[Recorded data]
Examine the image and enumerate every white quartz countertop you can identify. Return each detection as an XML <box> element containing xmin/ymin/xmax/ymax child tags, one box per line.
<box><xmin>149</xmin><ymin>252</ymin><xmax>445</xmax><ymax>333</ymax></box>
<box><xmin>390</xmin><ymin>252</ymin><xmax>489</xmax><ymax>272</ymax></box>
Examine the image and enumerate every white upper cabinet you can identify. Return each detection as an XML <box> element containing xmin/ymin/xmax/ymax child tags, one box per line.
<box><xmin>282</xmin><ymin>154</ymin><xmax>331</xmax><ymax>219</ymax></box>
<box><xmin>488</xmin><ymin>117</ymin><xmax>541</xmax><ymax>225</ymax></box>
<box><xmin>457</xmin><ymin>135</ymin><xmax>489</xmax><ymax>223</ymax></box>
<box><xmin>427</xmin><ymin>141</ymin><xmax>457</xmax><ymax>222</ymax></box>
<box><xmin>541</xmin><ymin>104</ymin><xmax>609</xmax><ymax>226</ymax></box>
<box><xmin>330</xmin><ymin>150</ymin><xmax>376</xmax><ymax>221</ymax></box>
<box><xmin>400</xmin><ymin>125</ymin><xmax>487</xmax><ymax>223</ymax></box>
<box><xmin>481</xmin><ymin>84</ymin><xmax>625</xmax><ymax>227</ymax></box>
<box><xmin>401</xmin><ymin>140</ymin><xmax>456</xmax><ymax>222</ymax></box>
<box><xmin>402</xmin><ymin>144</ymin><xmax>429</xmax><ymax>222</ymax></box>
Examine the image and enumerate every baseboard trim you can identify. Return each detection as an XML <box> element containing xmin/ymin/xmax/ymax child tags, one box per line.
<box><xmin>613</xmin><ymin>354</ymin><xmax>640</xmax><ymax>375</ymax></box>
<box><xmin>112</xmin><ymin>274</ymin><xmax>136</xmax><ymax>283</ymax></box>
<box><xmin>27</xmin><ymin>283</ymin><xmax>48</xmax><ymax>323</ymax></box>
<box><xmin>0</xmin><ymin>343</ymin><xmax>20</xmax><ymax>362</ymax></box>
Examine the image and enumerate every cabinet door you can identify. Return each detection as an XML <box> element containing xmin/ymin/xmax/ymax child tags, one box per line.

→ Task description
Reproduce exactly the lines from the one containing "Examine the image and enumerate every baseboard" through the last line of the records, both included, and nothing else.

→ Response
Examine the image and enumerate every baseboard trim you can identify. Return each detection as an XML <box> element containing xmin/ymin/xmax/ymax child tags, one box per line.
<box><xmin>613</xmin><ymin>354</ymin><xmax>640</xmax><ymax>375</ymax></box>
<box><xmin>112</xmin><ymin>274</ymin><xmax>136</xmax><ymax>283</ymax></box>
<box><xmin>27</xmin><ymin>283</ymin><xmax>48</xmax><ymax>323</ymax></box>
<box><xmin>0</xmin><ymin>343</ymin><xmax>20</xmax><ymax>362</ymax></box>
Examine the image and enumerate every cabinet door you can identify. Return each detection as an XML <box> element containing xmin/ymin/xmax/ymax child tags, one box per line.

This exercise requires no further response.